Passage shown
▬▬▬▬▬▬
The most recent State of the News Media 2008 report on American Journalism by the Project for Excellence in Journalism contains extensive and objective reviews of the landscape, supported with detailed statistics and analysis. It is interesting to know some trivia such as that each night, in average, there are about 30 millions people watch Network and Cable TV News (note there are about 100+millions households in U.S.). One also learns or finds confirmation from the report that, for instance, commercial Network News (ABC, NBC and CBS) are still far more broad in its coverage compared to Cable News (MSNBC, Fox News, and CNN and CNN Headline News). One also finds that, perhaps not surprisingly, more Democrats tuned into CNN and MSNBC while more Republicans tuned into Fox News (that was by design). Obviously one tends to get more doses of news and commentaries that confirm to their inclinations and beliefs by tuning into their favorite stations! When and where would one get the alternate views then? Is this a subtle form of brain washing? I found it terrifying when I turned into a program and got disgusted by the speakers before they opened their mouth!

The report also noted that format of news programs does matter: correspondent packages made up 82% of the time on the nightly Network News, compared to 30% in Cable News that “… appears to be more on creating the impression that things are being reported as they happen. Producing programs in a live, unedited and essentially extemporaneous model is also cheaper…” The legit concern is the higher likelihood of misrepresentations and bias due to lack of due diligence such as reviews/editing and fact checks in the midst of such “reality shows” (in some, that has actually being recognized as a new “opportunity” and turned into a new segment). Worse yet, in-depth expositions requiring much harder and time-consuming efforts and skills are few that does not help correcting our problems of decreasing attention span.
▬▬▬▬▬▬
Data extract
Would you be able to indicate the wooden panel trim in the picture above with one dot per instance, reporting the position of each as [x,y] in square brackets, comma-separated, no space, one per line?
▬▬▬▬▬▬
To do
(1) In the commentary on the 2008 news media report, what share of time on the nightly Network News was made up of correspondent packages?
(2) Return the part of the commentary on the 2008 news media report starting at "The report also" and ending at "decreasing attention span.".
(3) Resume the commentary on the 2008 news media report after its last sentence.

Responses per task
(1) 82%

(2)
The report also noted that format of news programs does matter: correspondent packages made up 82% of the time on the nightly Network News, compared to 30% in Cable News that “… appears to be more on creating the impression that things are being reported as they happen. Producing programs in a live, unedited and essentially extemporaneous model is also cheaper…” The legit concern is the higher likelihood of misrepresentations and bias due to lack of due diligence such as reviews/editing and fact checks in the midst of such “reality shows” (in some, that has actually being recognized as a new “opportunity” and turned into a new segment). Worse yet, in-depth expositions requiring much harder and time-consuming efforts and skills are few that does not help correcting our problems of decreasing attention span.

(3)
Economics matters too, just like any business. Of course no media, especially the commercial ones, can survive without a decent balance sheet. The question one needs to ask is thus how is the news coverage influenced by the ownership and financial considerations (recall Fox News was created to present a “balanced” view to otherwise the “liberal left”?) This is particularly disconcerting when a large portions of the media are owned by few large corporations (ABC is owned by Walt Disney, NBC and MSNBC by General Electric, Fox News by Rupert Murdoch’s News Corp, and CNN by Time Warner, to name a few). One famous example of the influence by financial consideration can be seen in the hit Hollywood movie The Insider which depicts how and why CBS blocked the airing of a 60 minutes episode in 1994 on tobacco industry’s efforts in increasing nicotine addiction and public lies.

Fortunately there are other viable business models and entities of News Media as well. In U.S., PBS (Public Broadcasting Service) and NPR (National Public Radio) are successful and highly respected private nonprofit organizations where 40-47% of its funding comes from federal, state and local governments with the rest from private donations. In U.K., there is BBC, the largest broadcasting corporation on earth, which is a state-owned public corporation and quasi-autonomous with a clear mission of "to inform, educate and entertain". But the most exciting recent development has to be those enabled by the Internet inclusive of the social networking. With the rise of N-GEN (Net Generation), one can expect further shift and fundamental change of behavior and interactions of the mass and the media. The so-called Participatory or Citizen Journalism through e.g. blogs are breaking the monopoly and elitism. Commercially, the pioneering OhmyNews of South Korea, founded in 2000 by few young entrepreneurs, has a motto “every citizen is a reporter” and accepts subjective reporting inclusive of opinions from the mass (of course, editors of the paper do decide which articles to use and how prominent the space or position it would have. Further, there are still needs for regular full-time staffs that dedicated to establishing access and reporting significant higher level government or business events that normal people would not have access to!).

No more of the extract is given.